**The task**.
Pull every line of text from the entries below and reproduce it verbatim, leaving out the pictures.

*** Records for processing

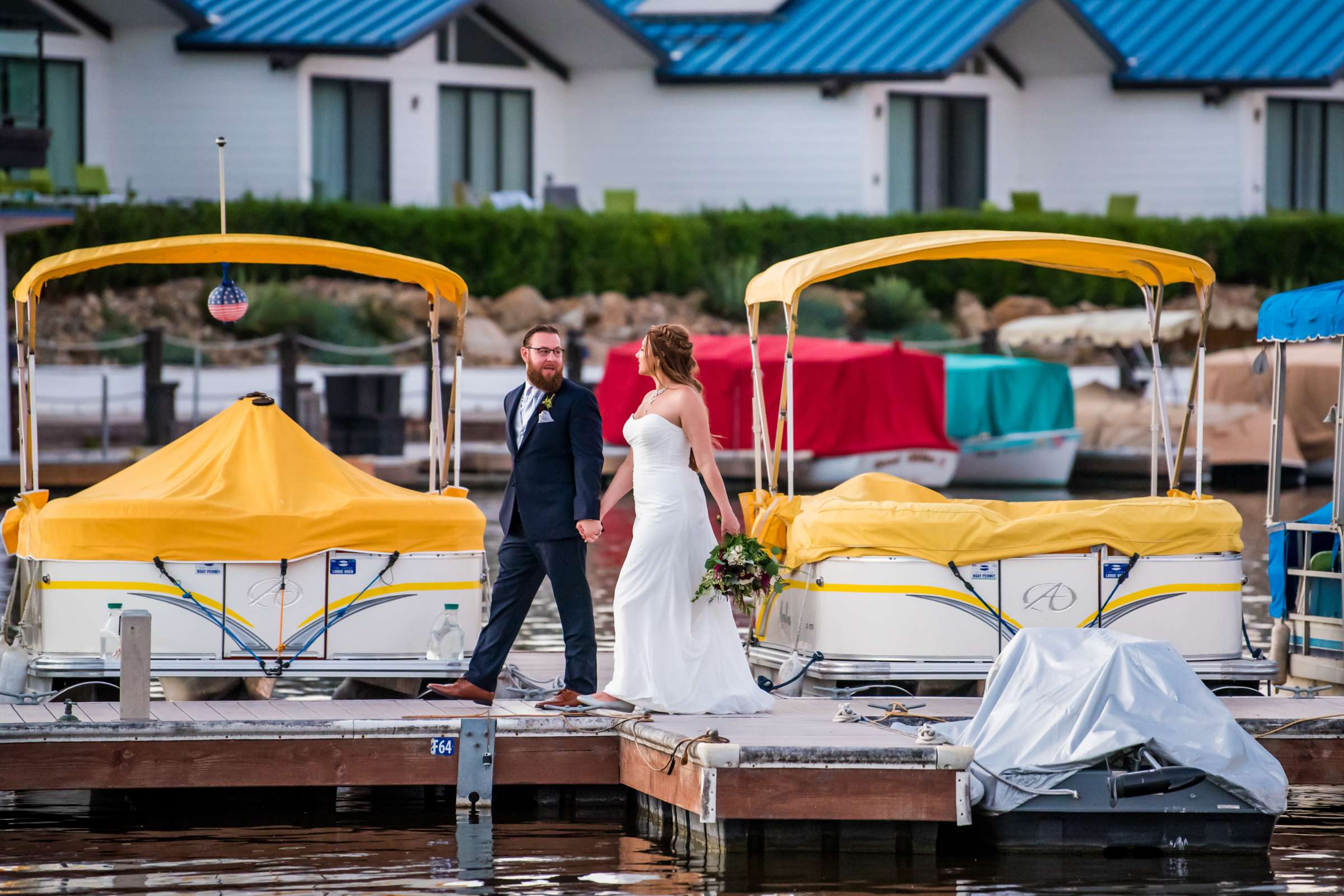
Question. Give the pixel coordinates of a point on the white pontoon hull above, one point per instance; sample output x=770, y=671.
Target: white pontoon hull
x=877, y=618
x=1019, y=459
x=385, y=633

******

**Complete output**.
Question. Give the pixel coordinates of a point on the white pontoon hull above, one point per instance; sample output x=770, y=671.
Target: white pontoon hull
x=877, y=618
x=1019, y=459
x=385, y=633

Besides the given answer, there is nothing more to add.